▶ [Belge Alıntısı]
Srebrenitsa Katliamı, 27 yıl gibi koskoca çeyrek asır geçmesine rağmen hala geçmişin çıban yarası gibi tazeliğini koruyor.
11 Temmuz günü General Ratko Mladiç‘in emrindeki Sırp birlikleri BM tarafından güvenli bölge ilan edilen Srebrenitsa’ya, silahsız olan Boşnakların üzerine doğru hareket ettiler. Bölgeyi korumakla görevli Hollanda askerleri Sırplar’ın esir aldığı 30 Hollandalı subayın güvenliği gerekçesiyle Boşnakları korumasız bırakıp Srebrenitsa’daki üslerden Potoçari kampına çekildiler. Üstelik Boşnakların ellerinden toplanan silahları teslim etmediler ve savunmasız onlarca insanı intikam ateşiyle yanıp tutuşan Sırpların eline terk ettiler. Panik ve korku içerisinde Sırpların saldırılarından kaçan Boşnaklar Potoçari’deki BM Hollanda askeri üssüne sığındılar. Hollandalı Albay Karremans talimatıyla Boşnak halkı korumasız bırakılıp Sırplara teslim edilmiştir.

▶ [Listelenen Kayıtlar]

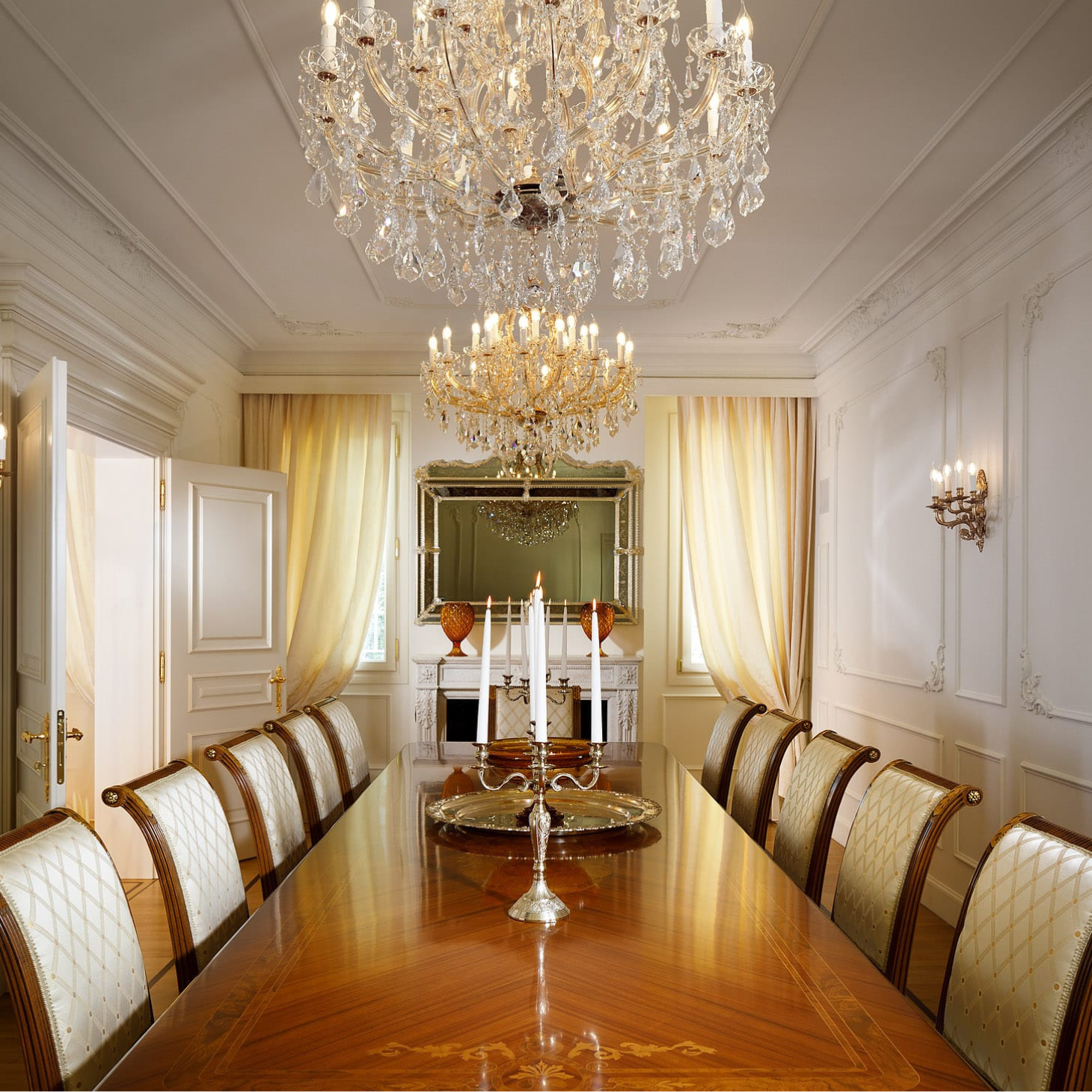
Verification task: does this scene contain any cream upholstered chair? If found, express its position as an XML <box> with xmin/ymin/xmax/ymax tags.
<box><xmin>0</xmin><ymin>808</ymin><xmax>152</xmax><ymax>1089</ymax></box>
<box><xmin>263</xmin><ymin>709</ymin><xmax>345</xmax><ymax>845</ymax></box>
<box><xmin>731</xmin><ymin>709</ymin><xmax>812</xmax><ymax>845</ymax></box>
<box><xmin>701</xmin><ymin>696</ymin><xmax>765</xmax><ymax>808</ymax></box>
<box><xmin>205</xmin><ymin>728</ymin><xmax>307</xmax><ymax>899</ymax></box>
<box><xmin>773</xmin><ymin>731</ymin><xmax>880</xmax><ymax>902</ymax></box>
<box><xmin>489</xmin><ymin>686</ymin><xmax>585</xmax><ymax>739</ymax></box>
<box><xmin>102</xmin><ymin>759</ymin><xmax>247</xmax><ymax>993</ymax></box>
<box><xmin>937</xmin><ymin>812</ymin><xmax>1092</xmax><ymax>1089</ymax></box>
<box><xmin>831</xmin><ymin>761</ymin><xmax>982</xmax><ymax>990</ymax></box>
<box><xmin>304</xmin><ymin>696</ymin><xmax>371</xmax><ymax>808</ymax></box>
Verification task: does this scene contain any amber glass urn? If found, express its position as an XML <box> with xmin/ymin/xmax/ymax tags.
<box><xmin>440</xmin><ymin>603</ymin><xmax>473</xmax><ymax>656</ymax></box>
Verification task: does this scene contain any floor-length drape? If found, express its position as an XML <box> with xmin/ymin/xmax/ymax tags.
<box><xmin>64</xmin><ymin>449</ymin><xmax>95</xmax><ymax>708</ymax></box>
<box><xmin>242</xmin><ymin>394</ymin><xmax>391</xmax><ymax>709</ymax></box>
<box><xmin>679</xmin><ymin>397</ymin><xmax>814</xmax><ymax>737</ymax></box>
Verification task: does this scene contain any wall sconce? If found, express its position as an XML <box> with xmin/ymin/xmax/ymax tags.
<box><xmin>927</xmin><ymin>458</ymin><xmax>988</xmax><ymax>553</ymax></box>
<box><xmin>0</xmin><ymin>420</ymin><xmax>11</xmax><ymax>489</ymax></box>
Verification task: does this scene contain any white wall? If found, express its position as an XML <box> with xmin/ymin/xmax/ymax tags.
<box><xmin>812</xmin><ymin>100</ymin><xmax>1092</xmax><ymax>921</ymax></box>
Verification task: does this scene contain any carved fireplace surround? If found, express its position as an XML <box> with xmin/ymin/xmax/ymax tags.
<box><xmin>413</xmin><ymin>655</ymin><xmax>642</xmax><ymax>745</ymax></box>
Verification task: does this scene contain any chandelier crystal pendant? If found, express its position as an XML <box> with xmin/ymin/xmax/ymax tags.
<box><xmin>420</xmin><ymin>308</ymin><xmax>640</xmax><ymax>478</ymax></box>
<box><xmin>299</xmin><ymin>0</ymin><xmax>774</xmax><ymax>313</ymax></box>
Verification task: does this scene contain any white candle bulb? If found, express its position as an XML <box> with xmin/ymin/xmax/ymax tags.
<box><xmin>476</xmin><ymin>595</ymin><xmax>492</xmax><ymax>743</ymax></box>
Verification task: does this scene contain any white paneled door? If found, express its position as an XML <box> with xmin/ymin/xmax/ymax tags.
<box><xmin>164</xmin><ymin>458</ymin><xmax>287</xmax><ymax>786</ymax></box>
<box><xmin>15</xmin><ymin>357</ymin><xmax>68</xmax><ymax>826</ymax></box>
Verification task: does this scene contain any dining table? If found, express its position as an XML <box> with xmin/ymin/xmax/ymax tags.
<box><xmin>100</xmin><ymin>743</ymin><xmax>985</xmax><ymax>1089</ymax></box>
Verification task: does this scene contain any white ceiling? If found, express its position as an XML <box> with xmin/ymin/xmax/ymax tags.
<box><xmin>0</xmin><ymin>0</ymin><xmax>1092</xmax><ymax>373</ymax></box>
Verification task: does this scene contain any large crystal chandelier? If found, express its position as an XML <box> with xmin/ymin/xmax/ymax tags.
<box><xmin>420</xmin><ymin>308</ymin><xmax>639</xmax><ymax>478</ymax></box>
<box><xmin>299</xmin><ymin>0</ymin><xmax>774</xmax><ymax>311</ymax></box>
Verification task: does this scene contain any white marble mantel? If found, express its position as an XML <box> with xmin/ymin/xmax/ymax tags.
<box><xmin>413</xmin><ymin>656</ymin><xmax>643</xmax><ymax>743</ymax></box>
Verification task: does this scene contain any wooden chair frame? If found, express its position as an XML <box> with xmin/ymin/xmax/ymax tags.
<box><xmin>262</xmin><ymin>709</ymin><xmax>347</xmax><ymax>845</ymax></box>
<box><xmin>0</xmin><ymin>808</ymin><xmax>152</xmax><ymax>1089</ymax></box>
<box><xmin>834</xmin><ymin>759</ymin><xmax>982</xmax><ymax>994</ymax></box>
<box><xmin>937</xmin><ymin>812</ymin><xmax>1092</xmax><ymax>1090</ymax></box>
<box><xmin>733</xmin><ymin>709</ymin><xmax>812</xmax><ymax>847</ymax></box>
<box><xmin>304</xmin><ymin>695</ymin><xmax>371</xmax><ymax>810</ymax></box>
<box><xmin>774</xmin><ymin>731</ymin><xmax>880</xmax><ymax>904</ymax></box>
<box><xmin>204</xmin><ymin>728</ymin><xmax>295</xmax><ymax>899</ymax></box>
<box><xmin>702</xmin><ymin>695</ymin><xmax>767</xmax><ymax>808</ymax></box>
<box><xmin>488</xmin><ymin>684</ymin><xmax>585</xmax><ymax>740</ymax></box>
<box><xmin>102</xmin><ymin>759</ymin><xmax>242</xmax><ymax>993</ymax></box>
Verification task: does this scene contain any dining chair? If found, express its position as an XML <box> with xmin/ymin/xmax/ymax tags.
<box><xmin>831</xmin><ymin>760</ymin><xmax>982</xmax><ymax>992</ymax></box>
<box><xmin>0</xmin><ymin>808</ymin><xmax>152</xmax><ymax>1089</ymax></box>
<box><xmin>489</xmin><ymin>686</ymin><xmax>580</xmax><ymax>739</ymax></box>
<box><xmin>731</xmin><ymin>709</ymin><xmax>812</xmax><ymax>845</ymax></box>
<box><xmin>304</xmin><ymin>696</ymin><xmax>371</xmax><ymax>808</ymax></box>
<box><xmin>262</xmin><ymin>709</ymin><xmax>345</xmax><ymax>845</ymax></box>
<box><xmin>701</xmin><ymin>695</ymin><xmax>765</xmax><ymax>808</ymax></box>
<box><xmin>773</xmin><ymin>731</ymin><xmax>880</xmax><ymax>903</ymax></box>
<box><xmin>937</xmin><ymin>812</ymin><xmax>1092</xmax><ymax>1089</ymax></box>
<box><xmin>102</xmin><ymin>759</ymin><xmax>247</xmax><ymax>993</ymax></box>
<box><xmin>204</xmin><ymin>728</ymin><xmax>307</xmax><ymax>899</ymax></box>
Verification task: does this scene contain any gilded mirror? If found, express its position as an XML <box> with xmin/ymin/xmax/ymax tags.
<box><xmin>416</xmin><ymin>458</ymin><xmax>643</xmax><ymax>625</ymax></box>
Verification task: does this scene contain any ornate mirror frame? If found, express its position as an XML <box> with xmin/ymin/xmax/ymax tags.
<box><xmin>414</xmin><ymin>458</ymin><xmax>644</xmax><ymax>626</ymax></box>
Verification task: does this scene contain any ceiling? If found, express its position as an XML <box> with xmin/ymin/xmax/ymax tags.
<box><xmin>0</xmin><ymin>0</ymin><xmax>1092</xmax><ymax>373</ymax></box>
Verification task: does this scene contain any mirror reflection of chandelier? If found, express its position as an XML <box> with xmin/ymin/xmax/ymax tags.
<box><xmin>420</xmin><ymin>308</ymin><xmax>640</xmax><ymax>478</ymax></box>
<box><xmin>477</xmin><ymin>486</ymin><xmax>580</xmax><ymax>546</ymax></box>
<box><xmin>299</xmin><ymin>0</ymin><xmax>774</xmax><ymax>313</ymax></box>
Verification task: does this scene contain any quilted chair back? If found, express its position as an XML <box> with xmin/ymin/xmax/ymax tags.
<box><xmin>773</xmin><ymin>731</ymin><xmax>880</xmax><ymax>902</ymax></box>
<box><xmin>489</xmin><ymin>686</ymin><xmax>580</xmax><ymax>739</ymax></box>
<box><xmin>701</xmin><ymin>696</ymin><xmax>765</xmax><ymax>808</ymax></box>
<box><xmin>831</xmin><ymin>761</ymin><xmax>982</xmax><ymax>990</ymax></box>
<box><xmin>205</xmin><ymin>728</ymin><xmax>307</xmax><ymax>899</ymax></box>
<box><xmin>304</xmin><ymin>698</ymin><xmax>371</xmax><ymax>808</ymax></box>
<box><xmin>264</xmin><ymin>710</ymin><xmax>345</xmax><ymax>845</ymax></box>
<box><xmin>731</xmin><ymin>709</ymin><xmax>812</xmax><ymax>845</ymax></box>
<box><xmin>0</xmin><ymin>808</ymin><xmax>152</xmax><ymax>1089</ymax></box>
<box><xmin>937</xmin><ymin>814</ymin><xmax>1092</xmax><ymax>1089</ymax></box>
<box><xmin>102</xmin><ymin>759</ymin><xmax>247</xmax><ymax>993</ymax></box>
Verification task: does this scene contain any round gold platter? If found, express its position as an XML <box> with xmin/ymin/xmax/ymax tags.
<box><xmin>425</xmin><ymin>788</ymin><xmax>660</xmax><ymax>838</ymax></box>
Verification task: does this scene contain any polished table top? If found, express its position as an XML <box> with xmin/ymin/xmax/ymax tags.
<box><xmin>102</xmin><ymin>743</ymin><xmax>983</xmax><ymax>1089</ymax></box>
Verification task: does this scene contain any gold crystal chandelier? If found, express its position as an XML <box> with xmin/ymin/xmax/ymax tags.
<box><xmin>420</xmin><ymin>308</ymin><xmax>640</xmax><ymax>478</ymax></box>
<box><xmin>299</xmin><ymin>0</ymin><xmax>774</xmax><ymax>313</ymax></box>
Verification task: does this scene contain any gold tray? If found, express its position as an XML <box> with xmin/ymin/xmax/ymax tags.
<box><xmin>425</xmin><ymin>788</ymin><xmax>660</xmax><ymax>838</ymax></box>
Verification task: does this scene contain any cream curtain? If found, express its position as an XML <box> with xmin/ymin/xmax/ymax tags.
<box><xmin>242</xmin><ymin>394</ymin><xmax>391</xmax><ymax>709</ymax></box>
<box><xmin>64</xmin><ymin>449</ymin><xmax>95</xmax><ymax>708</ymax></box>
<box><xmin>679</xmin><ymin>397</ymin><xmax>815</xmax><ymax>729</ymax></box>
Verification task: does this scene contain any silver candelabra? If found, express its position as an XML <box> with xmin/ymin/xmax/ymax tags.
<box><xmin>474</xmin><ymin>734</ymin><xmax>603</xmax><ymax>925</ymax></box>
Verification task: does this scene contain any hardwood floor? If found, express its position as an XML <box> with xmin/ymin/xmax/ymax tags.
<box><xmin>0</xmin><ymin>823</ymin><xmax>954</xmax><ymax>1089</ymax></box>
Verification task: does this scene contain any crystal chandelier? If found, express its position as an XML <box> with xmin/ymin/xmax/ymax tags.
<box><xmin>299</xmin><ymin>0</ymin><xmax>774</xmax><ymax>311</ymax></box>
<box><xmin>420</xmin><ymin>308</ymin><xmax>640</xmax><ymax>478</ymax></box>
<box><xmin>477</xmin><ymin>486</ymin><xmax>580</xmax><ymax>546</ymax></box>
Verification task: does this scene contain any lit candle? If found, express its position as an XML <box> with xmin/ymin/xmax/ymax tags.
<box><xmin>592</xmin><ymin>600</ymin><xmax>603</xmax><ymax>743</ymax></box>
<box><xmin>477</xmin><ymin>595</ymin><xmax>492</xmax><ymax>743</ymax></box>
<box><xmin>505</xmin><ymin>595</ymin><xmax>512</xmax><ymax>678</ymax></box>
<box><xmin>319</xmin><ymin>0</ymin><xmax>341</xmax><ymax>64</ymax></box>
<box><xmin>561</xmin><ymin>600</ymin><xmax>569</xmax><ymax>679</ymax></box>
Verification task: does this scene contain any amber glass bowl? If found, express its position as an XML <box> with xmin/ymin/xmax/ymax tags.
<box><xmin>580</xmin><ymin>603</ymin><xmax>614</xmax><ymax>656</ymax></box>
<box><xmin>440</xmin><ymin>603</ymin><xmax>474</xmax><ymax>656</ymax></box>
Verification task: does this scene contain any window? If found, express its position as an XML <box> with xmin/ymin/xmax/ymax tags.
<box><xmin>356</xmin><ymin>423</ymin><xmax>401</xmax><ymax>672</ymax></box>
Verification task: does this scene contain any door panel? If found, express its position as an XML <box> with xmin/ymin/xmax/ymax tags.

▶ [Yapılacak Görevler]
**1.** Srebrenitsa metnine göre şu ifadelerin her biri doğru mudur: (a) Hollanda askerleri Boşnaklardan toplanan silahları onlara geri verdi. (b) Srebrenitsa'ya yürüyen Sırp birlikleri General Ratko Mladiç'in emrindeydi. (c) Boşnaklar Potoçari'deki BM Hollanda askeri üssüne sığındı. Her ifade için evet ya da hayır deyin ve kararı belirleyen sözcükleri metinden aynen aktarın.
**2.** Srebrenitsa metninde "11 Temmuz günü" sözcüklerinden başlayıp "Sırplara teslim edilmiştir." sözcüklerine kadar uzanan bölümün tamamını aynen yazın.

▶ [Görevlere Göre Cevaplar]
**1.**
(a) Hayır: "Boşnakların ellerinden toplanan silahları teslim etmediler"
(b) Evet: "General Ratko Mladiç‘in emrindeki Sırp birlikleri"
(c) Evet: "Potoçari’deki BM Hollanda askeri üssüne sığındılar"

**2.**
11 Temmuz günü General Ratko Mladiç‘in emrindeki Sırp birlikleri BM tarafından güvenli bölge ilan edilen Srebrenitsa’ya, silahsız olan Boşnakların üzerine doğru hareket ettiler. Bölgeyi korumakla görevli Hollanda askerleri Sırplar’ın esir aldığı 30 Hollandalı subayın güvenliği gerekçesiyle Boşnakları korumasız bırakıp Srebrenitsa’daki üslerden Potoçari kampına çekildiler. Üstelik Boşnakların ellerinden toplanan silahları teslim etmediler ve savunmasız onlarca insanı intikam ateşiyle yanıp tutuşan Sırpların eline terk ettiler. Panik ve korku içerisinde Sırpların saldırılarından kaçan Boşnaklar Potoçari’deki BM Hollanda askeri üssüne sığındılar. Hollandalı Albay Karremans talimatıyla Boşnak halkı korumasız bırakılıp Sırplara teslim edilmiştir.